# [DESCRIPTION OF THE TASK]
Your task is to retype each line of the data below exactly.

# [WORKING DATA]
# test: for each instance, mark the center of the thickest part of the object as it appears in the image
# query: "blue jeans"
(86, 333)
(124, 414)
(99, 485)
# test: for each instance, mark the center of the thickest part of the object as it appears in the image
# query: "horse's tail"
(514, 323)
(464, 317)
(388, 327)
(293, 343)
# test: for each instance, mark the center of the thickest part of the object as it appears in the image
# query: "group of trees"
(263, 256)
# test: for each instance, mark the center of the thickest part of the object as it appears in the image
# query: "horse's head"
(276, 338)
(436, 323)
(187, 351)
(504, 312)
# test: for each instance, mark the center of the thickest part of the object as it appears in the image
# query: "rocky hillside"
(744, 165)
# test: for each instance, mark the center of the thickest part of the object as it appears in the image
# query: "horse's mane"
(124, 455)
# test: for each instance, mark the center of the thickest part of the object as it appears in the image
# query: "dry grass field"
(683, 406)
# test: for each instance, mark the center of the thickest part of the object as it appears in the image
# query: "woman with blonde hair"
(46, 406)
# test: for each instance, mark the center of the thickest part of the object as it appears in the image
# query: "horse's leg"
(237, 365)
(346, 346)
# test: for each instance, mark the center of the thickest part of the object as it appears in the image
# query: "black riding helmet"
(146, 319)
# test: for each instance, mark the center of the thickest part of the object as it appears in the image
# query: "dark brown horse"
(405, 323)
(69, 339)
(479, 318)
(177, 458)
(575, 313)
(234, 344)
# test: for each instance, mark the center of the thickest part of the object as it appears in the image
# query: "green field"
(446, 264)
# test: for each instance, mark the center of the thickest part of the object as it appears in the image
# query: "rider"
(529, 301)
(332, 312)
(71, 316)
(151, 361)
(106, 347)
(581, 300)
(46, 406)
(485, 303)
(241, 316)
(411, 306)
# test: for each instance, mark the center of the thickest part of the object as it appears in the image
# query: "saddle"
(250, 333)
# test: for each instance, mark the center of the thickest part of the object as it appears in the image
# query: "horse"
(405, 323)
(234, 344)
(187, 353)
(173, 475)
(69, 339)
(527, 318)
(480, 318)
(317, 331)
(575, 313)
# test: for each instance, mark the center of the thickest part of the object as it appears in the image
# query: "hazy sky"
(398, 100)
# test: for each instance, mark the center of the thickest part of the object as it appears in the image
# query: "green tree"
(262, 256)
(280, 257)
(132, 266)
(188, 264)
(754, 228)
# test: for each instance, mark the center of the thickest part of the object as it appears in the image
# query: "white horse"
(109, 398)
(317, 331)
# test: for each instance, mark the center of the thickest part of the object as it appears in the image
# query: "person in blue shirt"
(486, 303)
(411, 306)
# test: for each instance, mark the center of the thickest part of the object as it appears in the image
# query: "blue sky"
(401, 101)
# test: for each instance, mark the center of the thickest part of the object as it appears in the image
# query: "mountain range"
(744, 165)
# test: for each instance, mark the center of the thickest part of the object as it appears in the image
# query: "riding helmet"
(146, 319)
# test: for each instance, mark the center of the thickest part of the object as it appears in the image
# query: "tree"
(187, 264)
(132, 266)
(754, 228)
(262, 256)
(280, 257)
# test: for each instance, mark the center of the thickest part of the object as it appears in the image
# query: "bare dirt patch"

# [ANSWER IN FULL]
# test: for each instance, mark the center of the thickest part of the object as it appears in the image
# query: "blue jeans"
(86, 333)
(124, 414)
(99, 485)
# test: for each instance, mark the center of the thickest part of the object as it appears in the image
# query: "horse's tail"
(514, 323)
(464, 317)
(388, 327)
(293, 343)
# test: for each instance, mark the center of the thickest part of the object as it appears in the image
# query: "group of trees"
(263, 256)
# test: for each instance, mark the center of the thickest part of the object as it appears in the image
# query: "horse's head"
(276, 338)
(436, 323)
(187, 351)
(504, 312)
# test: for each instance, mark the center of the thickest part of the object as it appears in the image
# query: "rocky hillside"
(744, 165)
# test: for each instance, mark the center of the thickest part of the object as it appears in the image
# query: "horse's mane"
(124, 455)
# test: for each instance, mark the center of the thickest part of the object as it appears in the image
# query: "dry grass field"
(683, 406)
# test: for each instance, mark the center of the thickest part of the object as it appears in the image
# query: "woman with blonde hair"
(46, 406)
# test: for each instance, mark the center of the thickest part of the object as it appears in the image
# query: "horse's leg"
(237, 365)
(346, 346)
# test: for each instance, mark the center of the thickest part of the object as it appears in the image
# query: "black riding helmet"
(146, 319)
# test: for each instance, mark the center of the thickest part of the object as it appears in the image
# query: "dark brown horse"
(405, 323)
(69, 339)
(479, 318)
(177, 458)
(575, 313)
(234, 344)
# test: for each instance, mark the center of the thickest part of the object as it appears in the image
# query: "green field"
(446, 264)
# test: for each instance, mark the center of the thickest part of the object as it appears in the image
# query: "rider"
(529, 301)
(332, 312)
(71, 316)
(151, 361)
(106, 347)
(581, 300)
(46, 406)
(485, 303)
(241, 316)
(411, 306)
# test: for each instance, mark the center of the thickest part of the object as it appears in the image
# query: "saddle"
(250, 333)
# test: for each instance, mark the center of the thickest part of the object as it appears in the image
# query: "horse"
(405, 323)
(234, 344)
(187, 353)
(173, 475)
(69, 339)
(527, 318)
(480, 318)
(317, 331)
(575, 313)
# test: for each instance, mark the center of the thickest part of the object as it appears in the image
# query: "hazy sky"
(398, 100)
# test: for each instance, mark the center of the thickest part of the object as it appears in the image
# query: "green tree"
(262, 256)
(280, 257)
(132, 266)
(188, 264)
(754, 228)
# test: for each instance, mark the center of the thickest part of the object as it appears in the image
# query: "white horse"
(109, 398)
(317, 331)
# test: for each instance, mark the center of the thickest part of the object as it appears in the image
# query: "person in blue shirt"
(486, 303)
(411, 306)
# test: for each instance, mark the center of the thickest part of the object as it appears in the image
# query: "blue sky"
(401, 101)
# test: for each instance, mark the center of the thickest part of the object as it appears in the image
# query: "mountain range"
(744, 165)
# test: for each instance, mark the center of the thickest part of the object as it appears in the image
# query: "riding helmet"
(146, 319)
# test: for each instance, mark the center of the thickest part of the object as it appears in the image
# query: "tree"
(187, 264)
(132, 266)
(754, 228)
(262, 256)
(280, 257)
# test: for each instance, mark the center of the thickest part of the object as it appears in the image
# query: "bare dirt patch"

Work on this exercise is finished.